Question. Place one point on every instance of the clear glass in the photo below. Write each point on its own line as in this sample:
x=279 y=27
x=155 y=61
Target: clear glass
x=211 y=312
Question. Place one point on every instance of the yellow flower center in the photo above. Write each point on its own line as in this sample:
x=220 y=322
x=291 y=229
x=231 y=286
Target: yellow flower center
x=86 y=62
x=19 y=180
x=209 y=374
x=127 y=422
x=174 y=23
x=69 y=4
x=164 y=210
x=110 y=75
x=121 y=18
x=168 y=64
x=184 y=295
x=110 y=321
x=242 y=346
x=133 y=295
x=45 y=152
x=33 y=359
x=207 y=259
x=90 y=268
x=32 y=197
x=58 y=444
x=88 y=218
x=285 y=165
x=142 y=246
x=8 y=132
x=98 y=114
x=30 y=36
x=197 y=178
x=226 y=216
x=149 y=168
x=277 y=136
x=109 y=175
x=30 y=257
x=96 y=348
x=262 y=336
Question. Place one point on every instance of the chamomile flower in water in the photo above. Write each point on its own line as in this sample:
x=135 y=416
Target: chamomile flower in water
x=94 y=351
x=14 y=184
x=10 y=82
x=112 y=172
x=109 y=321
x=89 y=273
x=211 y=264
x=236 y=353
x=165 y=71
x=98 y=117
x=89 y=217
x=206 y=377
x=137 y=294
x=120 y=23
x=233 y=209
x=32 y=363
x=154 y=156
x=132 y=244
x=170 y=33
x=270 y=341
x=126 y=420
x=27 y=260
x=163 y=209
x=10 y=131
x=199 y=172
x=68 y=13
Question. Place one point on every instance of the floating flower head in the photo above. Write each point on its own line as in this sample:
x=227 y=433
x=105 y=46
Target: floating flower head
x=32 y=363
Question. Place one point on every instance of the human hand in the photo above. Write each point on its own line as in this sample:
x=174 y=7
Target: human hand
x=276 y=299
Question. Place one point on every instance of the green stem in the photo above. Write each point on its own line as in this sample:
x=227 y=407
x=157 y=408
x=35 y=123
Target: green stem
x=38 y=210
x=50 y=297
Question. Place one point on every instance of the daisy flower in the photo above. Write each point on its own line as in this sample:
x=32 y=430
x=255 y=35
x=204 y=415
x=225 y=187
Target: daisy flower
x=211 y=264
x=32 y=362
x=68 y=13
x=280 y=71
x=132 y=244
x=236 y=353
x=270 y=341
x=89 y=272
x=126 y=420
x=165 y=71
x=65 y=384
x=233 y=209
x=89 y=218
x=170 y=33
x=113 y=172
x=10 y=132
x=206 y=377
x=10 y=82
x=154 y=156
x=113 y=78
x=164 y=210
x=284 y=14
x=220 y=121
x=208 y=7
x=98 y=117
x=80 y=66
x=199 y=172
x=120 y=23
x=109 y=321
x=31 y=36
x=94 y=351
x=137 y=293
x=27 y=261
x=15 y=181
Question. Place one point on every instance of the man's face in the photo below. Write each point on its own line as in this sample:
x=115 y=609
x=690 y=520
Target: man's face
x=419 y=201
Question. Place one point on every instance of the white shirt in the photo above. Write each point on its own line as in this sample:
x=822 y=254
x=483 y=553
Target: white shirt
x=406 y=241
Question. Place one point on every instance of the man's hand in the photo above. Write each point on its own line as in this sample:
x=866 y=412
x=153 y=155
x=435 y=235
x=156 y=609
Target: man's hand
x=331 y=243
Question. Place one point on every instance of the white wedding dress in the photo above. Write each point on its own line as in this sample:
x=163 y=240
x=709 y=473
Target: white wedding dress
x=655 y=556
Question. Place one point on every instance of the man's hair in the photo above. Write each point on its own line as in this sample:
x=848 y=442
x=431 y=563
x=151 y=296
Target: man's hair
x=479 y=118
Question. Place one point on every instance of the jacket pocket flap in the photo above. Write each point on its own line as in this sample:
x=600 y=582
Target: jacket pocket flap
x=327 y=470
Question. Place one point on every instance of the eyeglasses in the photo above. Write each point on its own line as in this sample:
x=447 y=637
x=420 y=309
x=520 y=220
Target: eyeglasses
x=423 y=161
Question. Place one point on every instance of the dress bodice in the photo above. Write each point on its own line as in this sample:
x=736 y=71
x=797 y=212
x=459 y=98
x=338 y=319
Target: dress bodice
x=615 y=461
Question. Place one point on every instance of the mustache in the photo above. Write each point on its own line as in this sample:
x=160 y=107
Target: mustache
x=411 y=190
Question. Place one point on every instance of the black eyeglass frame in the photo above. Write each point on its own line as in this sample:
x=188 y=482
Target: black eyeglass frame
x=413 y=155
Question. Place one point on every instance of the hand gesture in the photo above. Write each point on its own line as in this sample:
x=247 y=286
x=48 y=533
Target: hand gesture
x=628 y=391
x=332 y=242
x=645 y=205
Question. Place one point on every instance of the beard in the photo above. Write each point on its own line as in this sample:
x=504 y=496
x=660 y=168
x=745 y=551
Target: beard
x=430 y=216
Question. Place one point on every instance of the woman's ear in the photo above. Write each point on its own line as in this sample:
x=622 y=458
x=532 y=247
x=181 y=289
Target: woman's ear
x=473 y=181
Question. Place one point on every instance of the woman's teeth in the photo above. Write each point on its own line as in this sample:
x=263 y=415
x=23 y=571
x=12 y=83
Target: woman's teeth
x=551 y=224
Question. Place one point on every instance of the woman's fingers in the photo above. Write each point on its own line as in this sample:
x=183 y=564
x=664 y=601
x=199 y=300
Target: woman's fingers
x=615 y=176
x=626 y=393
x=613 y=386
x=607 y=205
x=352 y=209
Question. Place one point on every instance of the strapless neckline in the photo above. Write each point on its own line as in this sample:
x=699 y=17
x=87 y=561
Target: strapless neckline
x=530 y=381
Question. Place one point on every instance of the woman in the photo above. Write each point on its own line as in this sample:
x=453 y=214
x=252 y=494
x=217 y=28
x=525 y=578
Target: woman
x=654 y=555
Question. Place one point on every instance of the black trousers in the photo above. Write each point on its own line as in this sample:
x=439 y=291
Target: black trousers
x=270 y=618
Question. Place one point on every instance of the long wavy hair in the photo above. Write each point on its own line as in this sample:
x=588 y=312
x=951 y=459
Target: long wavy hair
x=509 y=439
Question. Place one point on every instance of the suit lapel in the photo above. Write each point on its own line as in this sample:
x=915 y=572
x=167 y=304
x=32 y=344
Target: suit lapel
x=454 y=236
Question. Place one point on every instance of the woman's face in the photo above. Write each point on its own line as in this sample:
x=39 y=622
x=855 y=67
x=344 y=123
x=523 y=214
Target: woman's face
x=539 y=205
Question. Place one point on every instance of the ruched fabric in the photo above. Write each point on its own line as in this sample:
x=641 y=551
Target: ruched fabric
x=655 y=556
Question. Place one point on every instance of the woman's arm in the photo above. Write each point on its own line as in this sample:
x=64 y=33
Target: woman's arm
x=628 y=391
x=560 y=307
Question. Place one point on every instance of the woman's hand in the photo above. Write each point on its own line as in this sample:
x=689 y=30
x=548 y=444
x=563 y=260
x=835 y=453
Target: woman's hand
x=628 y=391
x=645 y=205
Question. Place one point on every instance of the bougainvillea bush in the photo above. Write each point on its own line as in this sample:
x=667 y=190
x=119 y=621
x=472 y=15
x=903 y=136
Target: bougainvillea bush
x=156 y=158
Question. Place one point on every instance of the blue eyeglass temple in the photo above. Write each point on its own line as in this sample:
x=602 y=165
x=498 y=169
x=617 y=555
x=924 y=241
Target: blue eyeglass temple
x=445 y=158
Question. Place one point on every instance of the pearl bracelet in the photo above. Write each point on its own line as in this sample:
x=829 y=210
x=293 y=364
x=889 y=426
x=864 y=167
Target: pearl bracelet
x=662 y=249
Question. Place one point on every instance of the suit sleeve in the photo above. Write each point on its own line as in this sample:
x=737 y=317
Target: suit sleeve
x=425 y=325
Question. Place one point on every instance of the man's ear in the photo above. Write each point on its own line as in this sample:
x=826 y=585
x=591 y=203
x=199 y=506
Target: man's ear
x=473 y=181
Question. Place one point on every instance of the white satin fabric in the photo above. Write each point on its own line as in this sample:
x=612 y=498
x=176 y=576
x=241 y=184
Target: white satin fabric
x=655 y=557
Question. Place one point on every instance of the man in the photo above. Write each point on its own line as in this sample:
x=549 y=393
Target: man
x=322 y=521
...
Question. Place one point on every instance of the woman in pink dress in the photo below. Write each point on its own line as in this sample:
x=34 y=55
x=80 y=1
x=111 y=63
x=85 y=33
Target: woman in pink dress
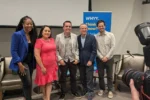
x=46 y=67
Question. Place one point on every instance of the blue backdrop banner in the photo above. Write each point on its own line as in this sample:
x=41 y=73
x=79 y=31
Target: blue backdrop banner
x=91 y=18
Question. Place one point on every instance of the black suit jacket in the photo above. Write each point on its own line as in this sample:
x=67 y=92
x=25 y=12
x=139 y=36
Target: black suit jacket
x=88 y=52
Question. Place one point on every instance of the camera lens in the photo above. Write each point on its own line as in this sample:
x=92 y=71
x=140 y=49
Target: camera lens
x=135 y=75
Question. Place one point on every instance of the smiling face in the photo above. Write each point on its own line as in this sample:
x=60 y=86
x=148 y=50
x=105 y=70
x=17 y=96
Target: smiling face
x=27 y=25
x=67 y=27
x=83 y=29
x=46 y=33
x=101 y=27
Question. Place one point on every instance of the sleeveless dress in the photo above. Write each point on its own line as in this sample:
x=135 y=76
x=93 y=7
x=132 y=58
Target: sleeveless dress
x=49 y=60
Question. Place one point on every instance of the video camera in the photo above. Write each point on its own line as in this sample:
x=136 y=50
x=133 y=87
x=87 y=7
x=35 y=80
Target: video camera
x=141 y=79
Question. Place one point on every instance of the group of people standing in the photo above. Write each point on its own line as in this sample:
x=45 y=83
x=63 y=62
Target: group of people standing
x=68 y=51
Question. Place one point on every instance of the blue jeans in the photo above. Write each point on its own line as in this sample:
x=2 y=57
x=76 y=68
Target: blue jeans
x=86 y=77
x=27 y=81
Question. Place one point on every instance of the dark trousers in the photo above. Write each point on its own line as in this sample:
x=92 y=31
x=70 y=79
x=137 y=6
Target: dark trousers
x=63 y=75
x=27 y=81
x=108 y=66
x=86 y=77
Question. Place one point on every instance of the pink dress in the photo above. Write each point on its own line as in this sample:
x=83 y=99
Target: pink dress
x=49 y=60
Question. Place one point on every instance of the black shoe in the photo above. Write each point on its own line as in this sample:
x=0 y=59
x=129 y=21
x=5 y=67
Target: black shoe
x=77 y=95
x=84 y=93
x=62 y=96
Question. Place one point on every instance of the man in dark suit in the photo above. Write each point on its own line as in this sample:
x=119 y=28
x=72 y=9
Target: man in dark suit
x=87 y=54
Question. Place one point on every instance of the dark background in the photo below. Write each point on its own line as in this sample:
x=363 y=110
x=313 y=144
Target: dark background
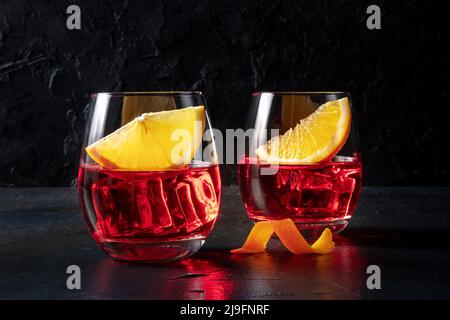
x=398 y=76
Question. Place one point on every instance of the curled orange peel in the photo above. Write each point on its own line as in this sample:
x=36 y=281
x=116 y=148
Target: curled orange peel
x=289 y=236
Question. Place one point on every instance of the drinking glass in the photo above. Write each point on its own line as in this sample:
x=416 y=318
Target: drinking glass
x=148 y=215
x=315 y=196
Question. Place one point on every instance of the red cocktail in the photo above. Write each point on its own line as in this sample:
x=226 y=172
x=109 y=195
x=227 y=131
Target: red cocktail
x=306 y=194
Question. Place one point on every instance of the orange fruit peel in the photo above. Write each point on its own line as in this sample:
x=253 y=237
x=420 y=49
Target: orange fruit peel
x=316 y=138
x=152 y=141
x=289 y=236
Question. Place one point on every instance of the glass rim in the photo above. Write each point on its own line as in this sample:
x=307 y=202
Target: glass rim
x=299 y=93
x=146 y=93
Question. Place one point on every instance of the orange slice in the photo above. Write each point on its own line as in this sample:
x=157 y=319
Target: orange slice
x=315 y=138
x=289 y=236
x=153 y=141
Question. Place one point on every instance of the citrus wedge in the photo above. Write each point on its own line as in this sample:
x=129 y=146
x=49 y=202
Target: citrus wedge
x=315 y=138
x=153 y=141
* * *
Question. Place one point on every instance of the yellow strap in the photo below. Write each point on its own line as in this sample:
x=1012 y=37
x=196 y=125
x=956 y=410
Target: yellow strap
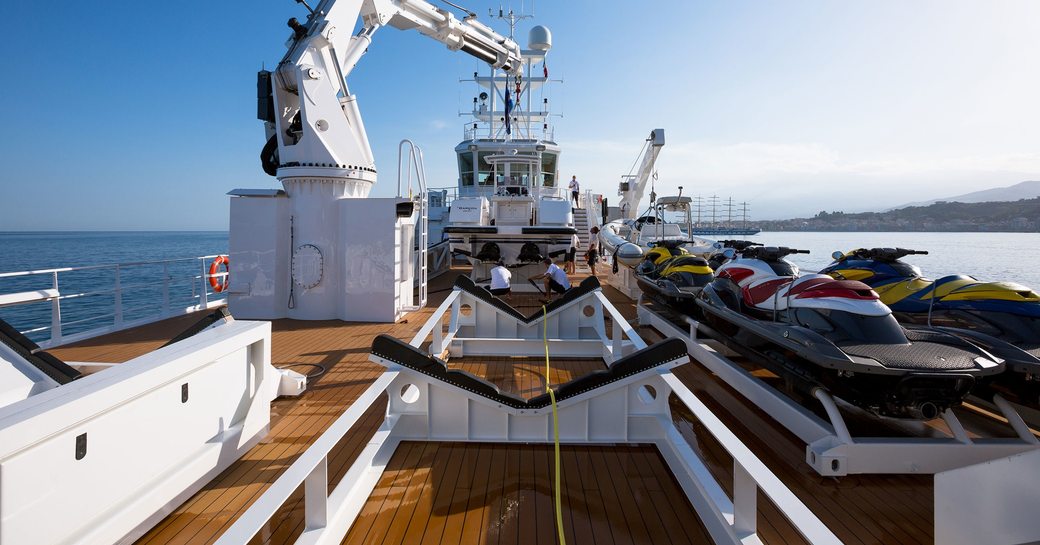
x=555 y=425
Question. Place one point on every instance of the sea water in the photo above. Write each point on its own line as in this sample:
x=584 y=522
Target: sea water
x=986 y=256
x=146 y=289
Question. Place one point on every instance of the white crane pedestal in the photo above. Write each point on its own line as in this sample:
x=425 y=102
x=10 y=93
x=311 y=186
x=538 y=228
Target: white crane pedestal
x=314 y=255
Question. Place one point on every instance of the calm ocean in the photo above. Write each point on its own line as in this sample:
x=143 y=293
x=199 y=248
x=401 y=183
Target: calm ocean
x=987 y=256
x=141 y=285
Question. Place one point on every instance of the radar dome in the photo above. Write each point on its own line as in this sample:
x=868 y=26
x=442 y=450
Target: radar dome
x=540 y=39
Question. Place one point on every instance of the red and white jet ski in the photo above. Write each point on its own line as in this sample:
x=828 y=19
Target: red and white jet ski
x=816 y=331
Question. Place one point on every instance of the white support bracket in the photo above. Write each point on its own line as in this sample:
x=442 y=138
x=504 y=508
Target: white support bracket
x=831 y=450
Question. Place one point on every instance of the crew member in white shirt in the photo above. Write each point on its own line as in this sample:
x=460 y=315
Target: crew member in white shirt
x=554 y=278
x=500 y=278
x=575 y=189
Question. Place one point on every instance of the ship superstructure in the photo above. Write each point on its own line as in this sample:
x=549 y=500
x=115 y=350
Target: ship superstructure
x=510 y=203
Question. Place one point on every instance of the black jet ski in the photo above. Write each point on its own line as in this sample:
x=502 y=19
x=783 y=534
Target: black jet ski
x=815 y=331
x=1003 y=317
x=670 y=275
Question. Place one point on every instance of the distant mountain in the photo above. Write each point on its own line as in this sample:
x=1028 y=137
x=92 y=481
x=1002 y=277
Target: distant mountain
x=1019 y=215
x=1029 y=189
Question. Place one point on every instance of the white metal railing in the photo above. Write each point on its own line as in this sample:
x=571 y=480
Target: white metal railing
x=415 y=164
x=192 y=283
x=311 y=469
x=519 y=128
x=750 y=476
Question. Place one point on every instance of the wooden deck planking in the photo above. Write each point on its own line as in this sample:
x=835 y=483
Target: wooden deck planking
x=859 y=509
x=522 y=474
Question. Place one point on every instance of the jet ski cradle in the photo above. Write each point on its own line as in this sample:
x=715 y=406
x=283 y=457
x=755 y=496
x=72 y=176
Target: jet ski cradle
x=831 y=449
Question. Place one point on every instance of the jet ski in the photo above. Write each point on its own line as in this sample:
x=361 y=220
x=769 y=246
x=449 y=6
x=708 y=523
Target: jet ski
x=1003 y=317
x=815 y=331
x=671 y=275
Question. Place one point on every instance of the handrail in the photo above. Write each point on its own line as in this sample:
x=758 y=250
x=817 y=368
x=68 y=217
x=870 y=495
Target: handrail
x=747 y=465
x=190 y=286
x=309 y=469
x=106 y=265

--- Set problem ---
Output as a JSON list of strings, one per line with blank lines omitted, the part of the records above that opens with the line containing "Question. Place one point on every instance of the suit sleeve" and closes with the line containing "x=322 y=521", both included.

--- Worked answer ---
[
  "Question. Place one point on every instance of the suit sleeve in the photo above. Write each point on its own line as in this sample:",
  "x=737 y=317",
  "Target: suit sleeve",
  "x=425 y=325",
  "Question. Place one point on every instance of the man's ear in the photo above. Write each point on its own line as in this sample:",
  "x=826 y=585",
  "x=591 y=203",
  "x=199 y=506",
  "Target: man's ear",
  "x=473 y=181",
  "Question. Place one point on every instance of the white satin fabric in the photo above. Write each point on its own line as in this sample:",
  "x=612 y=498",
  "x=176 y=576",
  "x=241 y=184",
  "Target: white satin fabric",
  "x=655 y=557",
  "Question. Place one point on every instance of the man in the photo above. Write each point on its own line as in this sample:",
  "x=549 y=393",
  "Target: man",
  "x=322 y=521"
]